Aim of the exercise
Pictures within the data are to be left out; everything else must be reproduced exactly.

Dataset
::::::

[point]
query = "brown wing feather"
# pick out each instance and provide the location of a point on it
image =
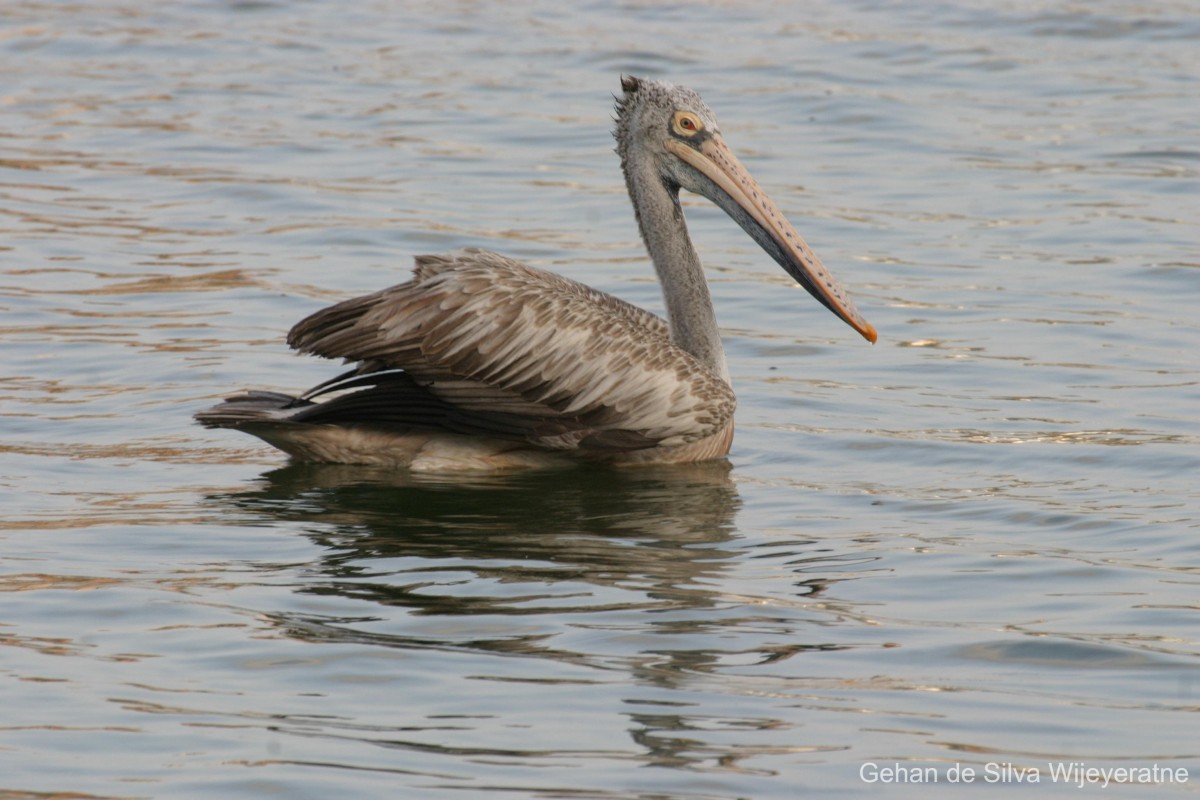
(487, 334)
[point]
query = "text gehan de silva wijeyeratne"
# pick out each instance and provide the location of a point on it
(1077, 774)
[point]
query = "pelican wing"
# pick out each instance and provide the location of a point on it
(545, 358)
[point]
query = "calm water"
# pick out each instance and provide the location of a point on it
(973, 545)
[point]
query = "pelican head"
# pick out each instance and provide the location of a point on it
(669, 131)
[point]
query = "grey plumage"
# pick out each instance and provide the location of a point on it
(480, 361)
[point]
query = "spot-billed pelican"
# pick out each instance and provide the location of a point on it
(481, 362)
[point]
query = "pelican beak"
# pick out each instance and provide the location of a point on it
(739, 194)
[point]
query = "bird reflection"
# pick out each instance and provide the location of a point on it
(529, 543)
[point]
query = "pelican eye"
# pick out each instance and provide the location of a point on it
(687, 124)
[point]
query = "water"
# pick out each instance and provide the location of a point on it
(971, 546)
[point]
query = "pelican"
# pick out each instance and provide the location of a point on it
(483, 362)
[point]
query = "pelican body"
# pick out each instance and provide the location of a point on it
(483, 362)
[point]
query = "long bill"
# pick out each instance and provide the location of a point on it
(739, 194)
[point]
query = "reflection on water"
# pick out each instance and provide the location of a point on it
(579, 541)
(972, 542)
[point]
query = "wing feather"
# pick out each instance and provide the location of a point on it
(489, 335)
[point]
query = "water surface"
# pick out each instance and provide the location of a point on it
(972, 545)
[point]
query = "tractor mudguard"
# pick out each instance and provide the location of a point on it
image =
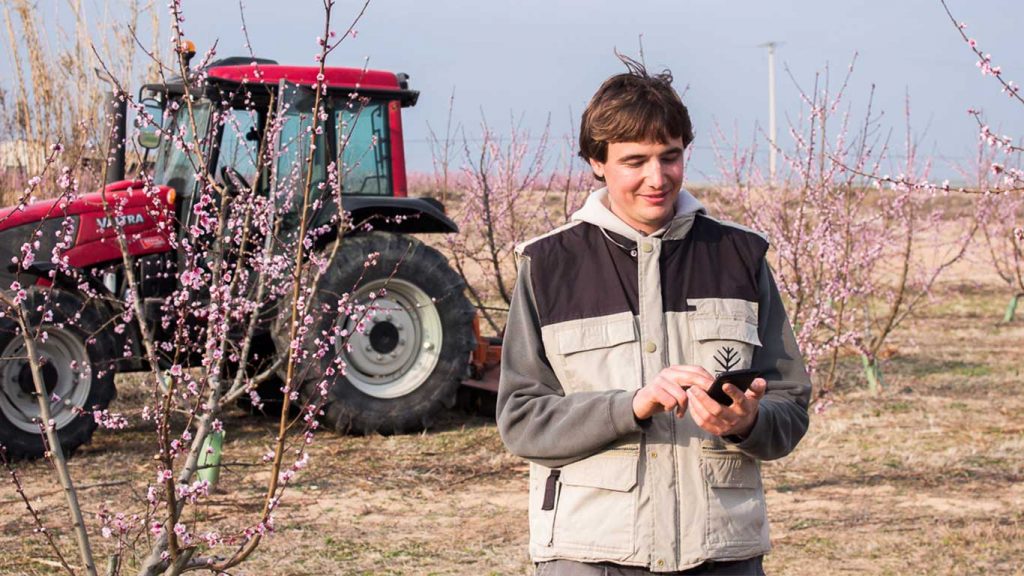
(407, 215)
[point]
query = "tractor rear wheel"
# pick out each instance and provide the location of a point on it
(77, 364)
(406, 364)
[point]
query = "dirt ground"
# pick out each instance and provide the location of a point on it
(925, 478)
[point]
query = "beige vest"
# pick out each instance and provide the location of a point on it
(675, 496)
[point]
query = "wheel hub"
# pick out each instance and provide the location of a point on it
(384, 337)
(389, 341)
(399, 346)
(48, 372)
(66, 372)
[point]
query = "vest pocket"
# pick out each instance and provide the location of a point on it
(542, 516)
(597, 504)
(736, 513)
(598, 354)
(725, 333)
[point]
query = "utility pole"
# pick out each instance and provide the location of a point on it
(772, 134)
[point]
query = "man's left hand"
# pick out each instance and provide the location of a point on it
(736, 419)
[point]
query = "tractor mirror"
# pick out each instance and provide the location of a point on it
(148, 121)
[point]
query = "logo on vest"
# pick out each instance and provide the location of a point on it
(727, 358)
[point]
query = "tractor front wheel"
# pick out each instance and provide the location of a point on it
(404, 345)
(76, 353)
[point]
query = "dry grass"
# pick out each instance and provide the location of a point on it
(927, 478)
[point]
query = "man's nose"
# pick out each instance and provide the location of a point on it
(655, 174)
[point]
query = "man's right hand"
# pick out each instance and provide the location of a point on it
(668, 391)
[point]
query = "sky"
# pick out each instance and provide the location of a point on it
(531, 59)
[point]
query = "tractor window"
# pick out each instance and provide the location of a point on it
(293, 152)
(240, 145)
(174, 167)
(363, 139)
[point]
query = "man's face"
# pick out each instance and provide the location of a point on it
(643, 180)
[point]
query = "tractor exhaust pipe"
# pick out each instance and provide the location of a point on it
(116, 114)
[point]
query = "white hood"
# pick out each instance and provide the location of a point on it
(597, 212)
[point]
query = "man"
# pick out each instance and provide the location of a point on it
(620, 321)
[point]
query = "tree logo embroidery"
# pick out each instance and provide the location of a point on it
(727, 358)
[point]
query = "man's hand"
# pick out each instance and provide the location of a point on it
(668, 391)
(736, 419)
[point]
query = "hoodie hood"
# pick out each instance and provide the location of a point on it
(597, 212)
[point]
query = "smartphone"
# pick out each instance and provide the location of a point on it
(739, 378)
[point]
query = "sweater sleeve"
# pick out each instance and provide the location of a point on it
(782, 417)
(536, 419)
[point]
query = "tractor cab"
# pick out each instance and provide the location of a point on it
(254, 119)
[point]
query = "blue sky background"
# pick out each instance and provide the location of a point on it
(535, 57)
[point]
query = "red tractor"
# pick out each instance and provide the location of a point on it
(400, 371)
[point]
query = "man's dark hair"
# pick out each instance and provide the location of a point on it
(633, 107)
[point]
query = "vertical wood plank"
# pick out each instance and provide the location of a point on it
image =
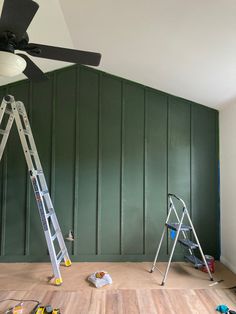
(3, 189)
(16, 183)
(88, 141)
(205, 177)
(179, 154)
(41, 127)
(156, 168)
(110, 165)
(65, 117)
(132, 236)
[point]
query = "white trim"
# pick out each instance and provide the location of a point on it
(228, 264)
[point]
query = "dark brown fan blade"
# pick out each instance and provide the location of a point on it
(17, 15)
(64, 54)
(32, 71)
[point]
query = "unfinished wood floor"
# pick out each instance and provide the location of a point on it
(122, 301)
(134, 289)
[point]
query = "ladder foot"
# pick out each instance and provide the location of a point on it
(67, 262)
(58, 281)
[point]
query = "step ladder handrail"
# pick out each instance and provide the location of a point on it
(170, 195)
(17, 113)
(185, 214)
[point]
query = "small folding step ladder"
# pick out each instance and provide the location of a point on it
(181, 229)
(15, 110)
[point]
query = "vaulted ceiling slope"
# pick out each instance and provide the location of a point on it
(184, 47)
(48, 27)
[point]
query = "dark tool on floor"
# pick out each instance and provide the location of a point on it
(12, 111)
(19, 307)
(15, 19)
(41, 309)
(216, 282)
(181, 230)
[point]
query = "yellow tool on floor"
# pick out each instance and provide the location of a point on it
(45, 310)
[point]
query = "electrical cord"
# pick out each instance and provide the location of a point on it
(20, 300)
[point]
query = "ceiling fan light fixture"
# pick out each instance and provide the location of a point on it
(11, 64)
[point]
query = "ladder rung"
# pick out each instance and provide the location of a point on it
(8, 111)
(54, 236)
(175, 226)
(188, 243)
(60, 256)
(193, 259)
(26, 132)
(48, 215)
(3, 131)
(38, 172)
(44, 192)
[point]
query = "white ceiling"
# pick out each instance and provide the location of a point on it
(48, 27)
(183, 47)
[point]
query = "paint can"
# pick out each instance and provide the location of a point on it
(211, 264)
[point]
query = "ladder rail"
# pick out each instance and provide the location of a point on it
(44, 203)
(180, 229)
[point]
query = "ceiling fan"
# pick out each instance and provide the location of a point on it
(14, 21)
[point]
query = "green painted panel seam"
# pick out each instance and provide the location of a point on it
(4, 204)
(167, 168)
(76, 167)
(144, 168)
(4, 199)
(53, 140)
(28, 183)
(98, 189)
(190, 151)
(121, 165)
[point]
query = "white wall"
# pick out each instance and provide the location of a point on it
(228, 185)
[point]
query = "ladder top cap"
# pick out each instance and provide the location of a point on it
(8, 98)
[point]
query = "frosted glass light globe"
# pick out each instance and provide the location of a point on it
(11, 64)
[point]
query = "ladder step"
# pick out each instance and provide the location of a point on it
(3, 131)
(194, 260)
(38, 172)
(60, 256)
(186, 242)
(175, 226)
(26, 132)
(50, 214)
(54, 236)
(8, 111)
(44, 192)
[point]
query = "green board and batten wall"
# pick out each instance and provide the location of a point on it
(111, 149)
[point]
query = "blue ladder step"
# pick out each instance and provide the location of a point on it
(194, 260)
(190, 244)
(175, 226)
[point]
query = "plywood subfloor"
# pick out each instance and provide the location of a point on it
(134, 289)
(31, 276)
(126, 301)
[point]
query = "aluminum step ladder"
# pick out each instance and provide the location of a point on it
(181, 232)
(11, 111)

::::::

Task output
[point]
query = "brown wing feather"
# pick out each instance and provide the location of a point on it
image =
(487, 334)
[point]
query = "text gehan de silva wijeyeratne"
# pick out each instance and provide the location of a point on it
(1077, 774)
[point]
query = "pelican wing"
# pick out each instance and provide the location of a point on it
(545, 358)
[point]
query = "calm water"
# pick out each instance and provide the location of a point on it
(973, 545)
[point]
query = "pelican head"
# pick out each instance and provide the location of a point on it
(669, 131)
[point]
query = "grey plumage"
# pick out each instance and provide the location of a point on it
(480, 361)
[point]
query = "spot-billed pelican"
# pick out each instance and provide the location of a point on it
(481, 362)
[point]
query = "pelican beak"
# pick out each instance and provide the location of a point on it
(739, 194)
[point]
query = "bird reflection"
# pick out each instance and provide the location of a point on it
(529, 543)
[point]
query = "pelican eye"
# pick out each instance and provide the location of a point on it
(687, 124)
[point]
query = "water"
# pick out each instance and provide the location of a point on it
(971, 546)
[point]
query = "pelican"
# pick out each instance and provide the location of a point on it
(483, 362)
[point]
query = "pelican body"
# pick out each instance and provide the location of a point on it
(483, 362)
[point]
query = "long bill"
# pick out each instance and provide the location of a point on it
(739, 194)
[point]
query = "reflection on water"
# pick out each instance and provide the location of a point on it
(579, 541)
(972, 542)
[point]
query = "wing feather"
# pick out each instance and provide the location of a point on it
(489, 335)
[point]
query = "water surface"
# pick out each instance and provide the location of a point on it
(972, 545)
[point]
query = "tractor mudguard"
# pick out each instance and provide the location of a point on it
image =
(407, 215)
[point]
query = "tractor rear wheel"
# pick out each instance and provide the location of a point on it
(77, 364)
(406, 364)
[point]
query = "dirt ground"
# pick out each instance and provide the location of a point on it
(925, 478)
[point]
query = "beige vest"
# pick out each instance and provide the location of a point on it
(675, 496)
[point]
query = "wheel hub"
# pick out each instance and provide the location of a point on it
(384, 337)
(389, 341)
(399, 346)
(48, 372)
(66, 372)
[point]
query = "vest pocket"
# pick out each instance and provide the location of a point on it
(542, 516)
(597, 504)
(736, 513)
(598, 354)
(725, 333)
[point]
query = "utility pole"
# pick out each instance and provide the location of a point on it
(772, 134)
[point]
query = "man's left hand"
# pick out each instance and provide the location of a point on it
(736, 419)
[point]
query = "tractor mirror"
# pick out each instance and provide the location of a point on it
(148, 121)
[point]
query = "logo on vest"
# pick out each instance and provide the location of a point on it
(727, 358)
[point]
query = "tractor front wheel"
# pick out each instance and provide the location of a point on it
(404, 345)
(76, 353)
[point]
query = "dry grass"
# pick out each instance and provide the location of a point on it
(927, 478)
[point]
query = "man's nose"
# pick out each instance and provide the location of a point on it
(655, 174)
[point]
query = "man's right hand"
# pick out each instance and provide the location of a point on it
(668, 391)
[point]
query = "sky"
# pick out each instance and provide the location of a point on it
(531, 59)
[point]
query = "tractor window"
# pick out each instance and provide the location of a point on it
(293, 152)
(240, 145)
(174, 167)
(363, 139)
[point]
query = "man's face"
# pick out each instance and provide the location of a point on it
(643, 180)
[point]
query = "tractor exhaust pipe"
# pick out each instance and provide the location of a point on it
(116, 114)
[point]
query = "white hood"
# pick out each instance and provide the location of a point on it
(597, 212)
[point]
query = "man"
# pick out each instance and provide the location of a point on it
(620, 321)
[point]
query = "tree logo embroidery"
# pick out each instance and provide the location of a point on it
(727, 358)
[point]
query = "man's hand"
# pick out each instance and provide the location of a point on it
(668, 391)
(736, 419)
[point]
query = "hoodie hood"
# pick out each instance and provide the location of a point on it
(597, 212)
[point]
query = "smartphone"
# pick out each instance and provide the location of a point on it
(739, 378)
[point]
query = "sweater sleeve"
# pick out each instance and provide the location of a point on it
(782, 417)
(536, 419)
[point]
query = "tractor cab"
# pick out each instance and provide the location of a point on it
(254, 119)
[point]
query = "blue sky background"
# pick out each instance and provide the location of a point on it
(535, 57)
[point]
query = "red tractor"
# pick out each instance and provide the location of a point on it
(400, 371)
[point]
query = "man's dark hair"
# pick out each instance and provide the location of a point on it
(633, 107)
[point]
query = "vertical wood plank"
# pick out each instance and provide the location of a point on it
image =
(3, 189)
(16, 183)
(88, 141)
(205, 177)
(179, 154)
(41, 127)
(156, 168)
(110, 165)
(65, 117)
(132, 236)
[point]
query = "white trim"
# pick out each instance and provide the location of a point on it
(228, 264)
[point]
query = "dark brown fan blade"
# pick out each instance and provide the location of a point on it
(17, 15)
(64, 54)
(32, 71)
[point]
query = "unfinished wood floor"
# pick out each instance and provide the location of a point on it
(122, 301)
(134, 289)
[point]
query = "ladder foot"
# pick out each instance and provide the location of a point on it
(67, 262)
(58, 281)
[point]
query = "step ladder handrail"
# pick out each instance and provide the location of a point on it
(170, 195)
(17, 113)
(185, 214)
[point]
query = "small folding step ladder"
# pick out each instance and provide the location of a point on it
(181, 229)
(15, 110)
[point]
query = "vaulted ceiling slope"
# pick out each instance and provide the location of a point on it
(184, 47)
(48, 27)
[point]
query = "dark tool on floor"
# pick out each instance and provide the location of a point on it
(12, 111)
(19, 307)
(15, 19)
(41, 309)
(216, 282)
(181, 230)
[point]
query = "yellow tool on floor"
# pick out each instance and provide the location of a point on it
(45, 310)
[point]
query = "electrical cord"
# pick out each instance and provide the location of a point on it
(20, 300)
[point]
query = "ceiling fan light fixture"
# pick out each instance and provide the location of a point on it
(11, 64)
[point]
query = "ladder rung"
# pick out each instance and provide the location of a point on it
(8, 111)
(54, 236)
(175, 226)
(188, 243)
(60, 256)
(193, 259)
(26, 132)
(48, 215)
(3, 131)
(38, 172)
(44, 192)
[point]
query = "white ceiling"
# pick out each instance and provide the location of a point on it
(48, 27)
(183, 47)
[point]
query = "paint can"
# pick out each instance and provide the location of a point on it
(211, 264)
[point]
query = "ladder rail"
# pick out each instance and provide the location of a point on it
(44, 203)
(180, 229)
[point]
query = "ceiling fan"
# pick out each instance and provide the location of a point on it
(14, 21)
[point]
query = "green painted panel seam"
# pick out each instance and provide the location of a point on it
(4, 204)
(167, 168)
(76, 167)
(144, 168)
(4, 199)
(53, 140)
(28, 183)
(98, 189)
(190, 151)
(121, 165)
[point]
query = "white wall"
# pick out each instance and provide the location of a point on it
(228, 185)
[point]
query = "ladder top cap"
# pick out each instance and provide the location of a point on it
(8, 98)
[point]
query = "frosted glass light globe"
# pick out each instance and provide the location of a point on it
(11, 64)
[point]
query = "ladder step"
# pick out each instance and provide the location of a point on it
(3, 131)
(194, 260)
(38, 172)
(60, 256)
(186, 242)
(175, 226)
(26, 132)
(50, 214)
(54, 236)
(8, 111)
(44, 192)
[point]
query = "green board and batten wall"
# pick out each instance and provide the location of a point on it
(111, 149)
[point]
query = "blue ladder step"
# pick out each instance and provide the location of a point on it
(194, 260)
(190, 244)
(175, 226)
[point]
query = "plywood subfloor"
# pick out each instance and provide the location of a point on it
(134, 289)
(31, 276)
(126, 301)
[point]
query = "aluminum step ladder"
# pick out each instance and provide the location of a point on it
(181, 232)
(11, 111)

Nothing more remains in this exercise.